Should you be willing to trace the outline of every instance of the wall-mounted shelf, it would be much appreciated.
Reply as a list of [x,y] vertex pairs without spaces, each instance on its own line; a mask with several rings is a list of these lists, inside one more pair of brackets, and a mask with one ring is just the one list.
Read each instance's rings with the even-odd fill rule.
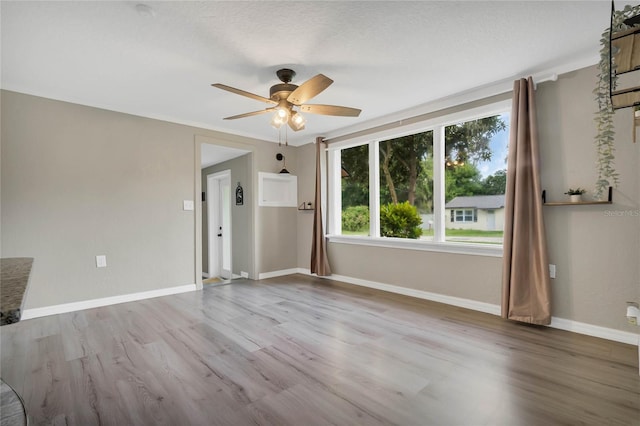
[[545,206],[589,206],[595,204],[611,204],[613,203],[613,188],[609,187],[609,196],[605,201],[578,201],[572,203],[571,201],[556,201],[556,202],[547,202],[547,191],[542,191],[542,204]]
[[[615,70],[612,72],[615,75],[634,73],[636,77],[631,81],[637,82],[637,75],[640,75],[640,27],[634,26],[625,31],[612,33],[610,50],[610,60],[615,62],[615,68],[609,64],[610,69]],[[640,105],[640,86],[633,84],[620,90],[612,90],[611,105],[614,109]]]
[[298,206],[298,210],[301,211],[301,212],[312,212],[315,209],[313,207],[311,207],[311,203],[307,201],[307,202],[304,202],[304,203],[300,204]]
[[[615,62],[615,68],[610,68],[615,70],[613,73],[618,76],[633,73],[634,77],[628,83],[631,81],[637,82],[638,76],[640,76],[640,27],[634,26],[625,31],[612,33],[610,50],[610,58]],[[613,87],[611,88],[613,89]],[[614,109],[640,105],[640,86],[637,83],[632,83],[632,86],[613,90],[611,92],[611,105]]]

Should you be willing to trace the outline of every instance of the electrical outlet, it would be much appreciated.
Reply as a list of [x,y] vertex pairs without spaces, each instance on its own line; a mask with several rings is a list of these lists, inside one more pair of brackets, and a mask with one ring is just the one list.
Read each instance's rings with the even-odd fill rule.
[[193,200],[182,200],[182,210],[192,211],[194,208]]
[[107,267],[107,256],[104,254],[96,256],[96,267],[97,268],[106,268]]
[[240,271],[240,276],[241,276],[242,278],[249,278],[249,273],[248,273],[248,272],[245,272],[245,271]]
[[553,263],[549,264],[549,278],[555,278],[556,277],[556,265],[554,265]]

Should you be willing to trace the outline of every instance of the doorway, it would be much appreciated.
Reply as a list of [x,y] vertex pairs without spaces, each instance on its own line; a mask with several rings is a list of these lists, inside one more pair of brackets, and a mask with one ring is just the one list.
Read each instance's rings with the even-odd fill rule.
[[209,277],[231,279],[231,170],[207,175]]
[[[195,170],[195,194],[198,199],[202,198],[202,201],[195,205],[196,259],[194,279],[196,288],[202,289],[203,284],[215,282],[231,283],[236,278],[252,279],[256,274],[256,234],[254,232],[256,212],[253,202],[253,183],[257,182],[257,172],[253,166],[253,147],[196,135],[195,153],[197,167]],[[214,181],[215,184],[208,184],[209,175],[225,171],[229,180],[222,185],[222,189],[220,188],[222,182]],[[222,176],[219,174],[216,177],[221,178]],[[210,186],[217,187],[216,195],[209,194]],[[240,188],[240,192],[244,192],[243,202],[240,203],[235,199],[238,188]],[[224,195],[227,190],[229,197],[222,198],[222,200],[228,201],[225,204],[221,201],[220,196]],[[223,213],[225,209],[220,210],[225,205],[229,207],[226,210],[227,216]],[[226,224],[216,223],[209,226],[210,209],[217,212],[218,220],[226,222]],[[222,232],[219,232],[220,226],[223,228]],[[218,237],[218,234],[222,235]],[[210,240],[212,240],[212,244],[210,244]],[[213,270],[209,269],[212,257],[209,253],[209,247],[217,251],[214,258],[221,260],[221,263],[213,263]],[[221,259],[225,253],[228,256]]]

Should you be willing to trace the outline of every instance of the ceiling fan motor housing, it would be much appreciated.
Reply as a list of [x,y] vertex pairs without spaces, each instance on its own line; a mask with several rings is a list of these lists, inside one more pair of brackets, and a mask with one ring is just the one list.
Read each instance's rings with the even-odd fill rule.
[[271,86],[271,89],[269,89],[269,97],[272,100],[279,102],[283,99],[287,99],[289,97],[289,94],[296,90],[298,86],[296,86],[295,84],[290,84],[291,80],[293,80],[293,77],[296,76],[296,72],[294,70],[289,68],[282,68],[276,71],[276,75],[282,83]]
[[289,97],[289,94],[291,94],[291,92],[293,92],[297,88],[298,86],[296,86],[295,84],[276,84],[271,86],[271,89],[269,89],[269,96],[272,100],[278,102],[281,99],[287,99]]

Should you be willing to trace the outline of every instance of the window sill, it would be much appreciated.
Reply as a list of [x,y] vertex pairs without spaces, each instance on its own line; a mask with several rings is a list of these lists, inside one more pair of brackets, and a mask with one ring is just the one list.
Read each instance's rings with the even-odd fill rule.
[[398,248],[405,250],[435,251],[472,256],[502,257],[502,244],[473,244],[455,242],[420,241],[404,238],[374,238],[355,235],[327,235],[329,242],[362,246]]

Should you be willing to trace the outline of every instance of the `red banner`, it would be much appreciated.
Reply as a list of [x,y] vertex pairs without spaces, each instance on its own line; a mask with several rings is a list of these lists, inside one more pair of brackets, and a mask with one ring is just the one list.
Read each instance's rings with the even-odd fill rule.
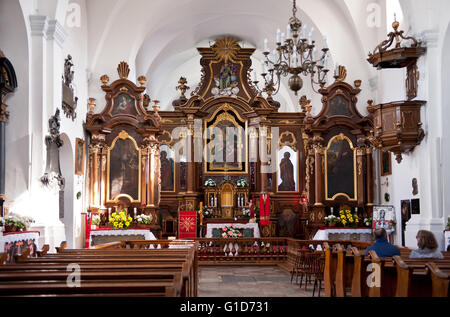
[[85,214],[86,215],[86,237],[85,237],[85,239],[84,239],[84,247],[85,248],[89,248],[90,247],[90,245],[89,245],[89,238],[90,238],[90,236],[91,236],[91,224],[92,224],[92,215],[91,215],[91,217],[89,218],[88,217],[88,213],[86,213]]
[[178,239],[197,238],[197,212],[179,211],[178,214]]
[[270,198],[269,194],[259,196],[259,224],[261,226],[270,225]]

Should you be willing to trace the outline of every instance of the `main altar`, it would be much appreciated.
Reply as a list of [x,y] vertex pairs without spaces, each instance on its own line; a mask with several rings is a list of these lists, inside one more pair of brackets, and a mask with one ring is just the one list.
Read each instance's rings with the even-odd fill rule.
[[[280,112],[273,90],[251,80],[254,51],[227,36],[199,47],[201,80],[191,88],[181,76],[170,110],[147,94],[145,76],[128,79],[125,62],[119,79],[101,77],[106,106],[96,113],[91,100],[85,128],[88,203],[103,226],[125,208],[169,237],[184,228],[180,212],[197,212],[209,236],[214,222],[240,226],[254,204],[255,235],[312,239],[332,208],[371,216],[373,123],[356,108],[361,81],[345,82],[340,67],[318,90],[316,116],[307,96],[298,112]],[[200,204],[214,220],[202,223]]]

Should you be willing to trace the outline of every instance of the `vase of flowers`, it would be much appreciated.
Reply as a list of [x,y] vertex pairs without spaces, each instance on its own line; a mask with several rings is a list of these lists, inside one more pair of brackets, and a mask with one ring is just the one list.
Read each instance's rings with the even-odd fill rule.
[[248,187],[248,181],[245,178],[241,178],[236,182],[236,186],[238,188],[247,188]]
[[250,219],[250,209],[242,208],[242,218]]
[[364,218],[363,222],[366,227],[372,227],[372,218]]
[[240,238],[242,233],[233,226],[225,226],[222,228],[222,238]]
[[352,213],[350,210],[339,211],[339,220],[344,227],[358,227],[359,218],[356,212]]
[[97,229],[97,227],[100,226],[100,222],[101,222],[100,215],[93,215],[91,222],[91,229]]
[[4,219],[5,232],[26,231],[30,224],[34,222],[33,218],[27,216],[20,216],[10,213]]
[[205,187],[216,187],[216,186],[217,186],[216,181],[213,180],[212,178],[207,179],[205,182]]
[[147,228],[152,223],[152,215],[140,214],[136,216],[136,227],[137,228]]
[[328,227],[334,227],[339,222],[339,218],[334,215],[329,215],[328,217],[325,217],[324,220]]
[[109,218],[109,223],[116,229],[128,229],[131,225],[133,218],[127,215],[126,209],[122,211],[115,211]]

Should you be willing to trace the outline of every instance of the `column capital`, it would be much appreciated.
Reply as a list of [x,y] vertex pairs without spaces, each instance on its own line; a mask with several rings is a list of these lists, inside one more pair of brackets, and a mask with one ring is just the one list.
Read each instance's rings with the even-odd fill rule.
[[45,15],[30,15],[31,36],[45,36],[47,24]]
[[47,23],[46,39],[54,40],[62,48],[68,34],[57,20],[49,20]]

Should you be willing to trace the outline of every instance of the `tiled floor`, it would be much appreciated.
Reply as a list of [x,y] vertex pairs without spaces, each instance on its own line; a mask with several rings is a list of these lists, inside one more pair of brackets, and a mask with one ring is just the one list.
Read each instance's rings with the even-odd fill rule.
[[[199,297],[310,297],[314,281],[300,289],[276,266],[200,266]],[[315,296],[317,296],[317,289]],[[321,296],[323,296],[323,283]]]

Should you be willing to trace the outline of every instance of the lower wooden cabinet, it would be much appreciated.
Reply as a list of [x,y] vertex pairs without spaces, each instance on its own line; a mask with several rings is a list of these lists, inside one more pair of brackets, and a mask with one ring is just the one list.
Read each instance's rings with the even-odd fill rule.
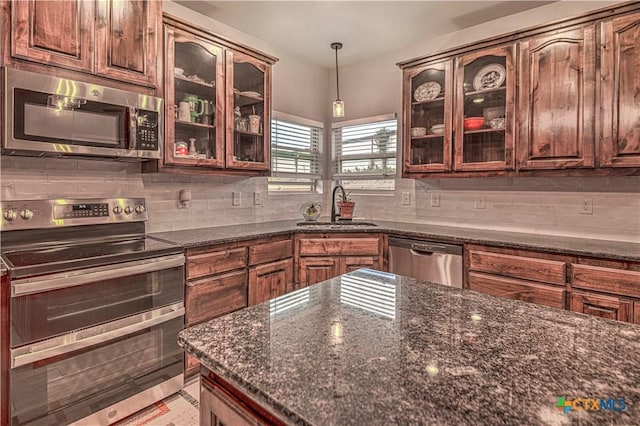
[[631,321],[632,302],[613,295],[571,293],[571,310],[617,321]]
[[215,384],[200,381],[200,426],[256,426],[264,424]]
[[247,273],[244,269],[187,282],[187,327],[246,306]]
[[633,323],[640,324],[640,301],[633,302]]
[[337,257],[301,257],[298,260],[300,287],[326,281],[340,275],[340,259]]
[[565,307],[565,289],[560,286],[469,272],[469,289],[552,308]]
[[249,268],[249,306],[293,291],[293,259]]

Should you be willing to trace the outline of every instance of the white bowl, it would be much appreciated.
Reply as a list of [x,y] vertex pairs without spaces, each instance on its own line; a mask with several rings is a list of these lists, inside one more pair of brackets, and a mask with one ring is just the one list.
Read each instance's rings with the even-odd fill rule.
[[420,137],[420,136],[424,136],[427,134],[427,128],[426,127],[412,127],[411,128],[411,136],[416,138],[416,137]]
[[430,130],[434,135],[442,135],[444,134],[444,124],[434,124]]
[[181,77],[184,77],[184,70],[183,70],[182,68],[175,67],[175,68],[173,69],[173,73],[174,73],[175,75],[179,75],[179,76],[181,76]]

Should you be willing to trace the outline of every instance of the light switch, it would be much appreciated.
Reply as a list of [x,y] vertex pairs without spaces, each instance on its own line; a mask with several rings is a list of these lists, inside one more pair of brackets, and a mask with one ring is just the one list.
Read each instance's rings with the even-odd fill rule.
[[402,205],[403,206],[411,205],[411,193],[410,192],[403,192],[402,193]]
[[231,204],[233,204],[234,206],[239,206],[241,202],[242,202],[242,196],[240,195],[240,193],[234,192]]
[[440,194],[431,194],[431,207],[440,207]]
[[253,204],[256,206],[262,205],[262,192],[256,191],[253,193]]

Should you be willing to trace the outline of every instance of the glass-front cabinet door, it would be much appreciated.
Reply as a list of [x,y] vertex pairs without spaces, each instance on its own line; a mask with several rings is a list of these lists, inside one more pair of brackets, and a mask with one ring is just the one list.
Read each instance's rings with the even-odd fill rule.
[[165,27],[165,164],[224,167],[222,48]]
[[452,62],[404,72],[403,175],[451,170]]
[[226,166],[269,170],[271,67],[231,50],[226,61]]
[[506,46],[457,59],[455,170],[514,168],[514,57]]

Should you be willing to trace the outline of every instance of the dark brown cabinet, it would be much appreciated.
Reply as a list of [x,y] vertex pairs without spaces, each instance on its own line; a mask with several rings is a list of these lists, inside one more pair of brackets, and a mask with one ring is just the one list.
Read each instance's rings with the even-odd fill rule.
[[11,56],[156,87],[154,0],[12,1]]
[[93,72],[95,2],[84,0],[11,2],[11,55]]
[[631,320],[631,301],[617,296],[573,292],[571,310],[616,321]]
[[640,167],[640,13],[602,24],[600,167]]
[[533,281],[469,272],[469,289],[507,299],[564,309],[564,288]]
[[249,306],[293,291],[293,259],[249,268]]
[[307,287],[359,268],[385,270],[385,234],[298,234],[296,282]]
[[[496,47],[456,61],[454,169],[514,169],[515,46]],[[479,120],[480,125],[470,121]]]
[[595,166],[595,25],[520,43],[520,169]]

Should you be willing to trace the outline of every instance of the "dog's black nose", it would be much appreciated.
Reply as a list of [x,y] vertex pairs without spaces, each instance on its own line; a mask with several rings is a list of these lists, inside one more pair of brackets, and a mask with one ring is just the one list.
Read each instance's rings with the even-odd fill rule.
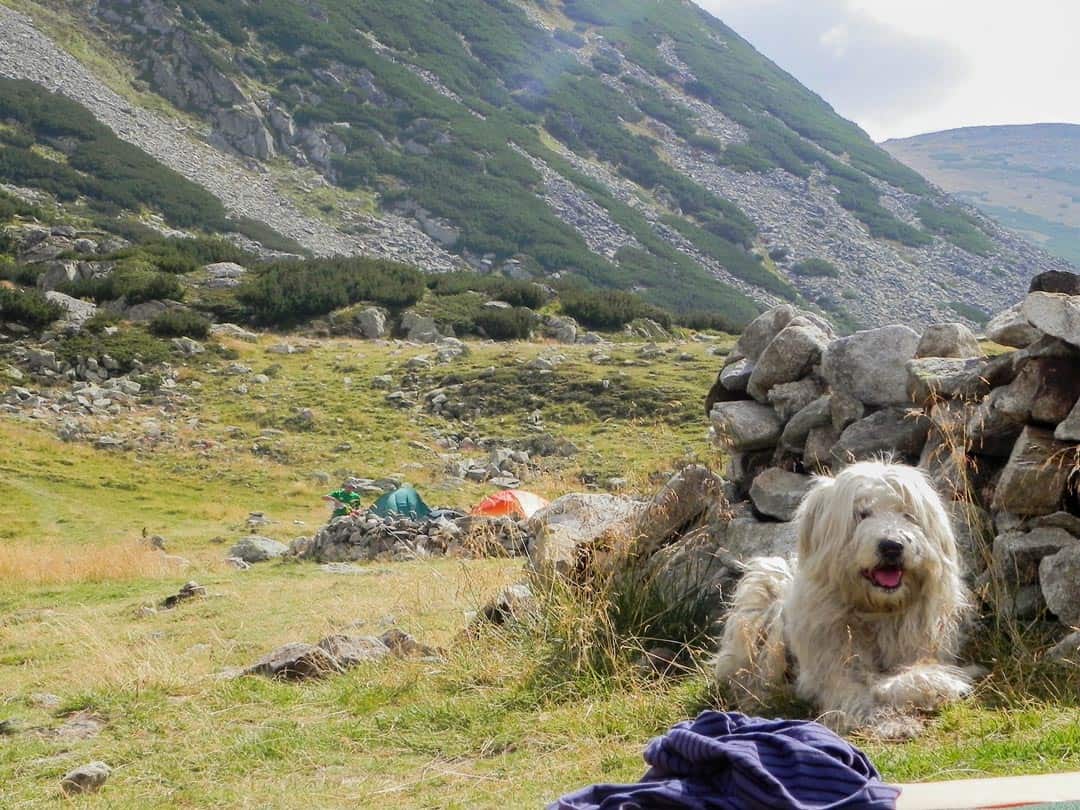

——————————

▶ **Task instructions**:
Keep only those lines of the records that hold "cabinet", and return them.

▶ **Written response**:
Should you be willing to trace the outline of every instance of the lower wooden cabinet, it would be much appreciated.
Should you be willing to trace the outline of every instance of the glass-front cabinet door, it would be much appreciated.
Should you be willing to trace the outline of every instance of the dark brown cabinet, it would be much appreciated.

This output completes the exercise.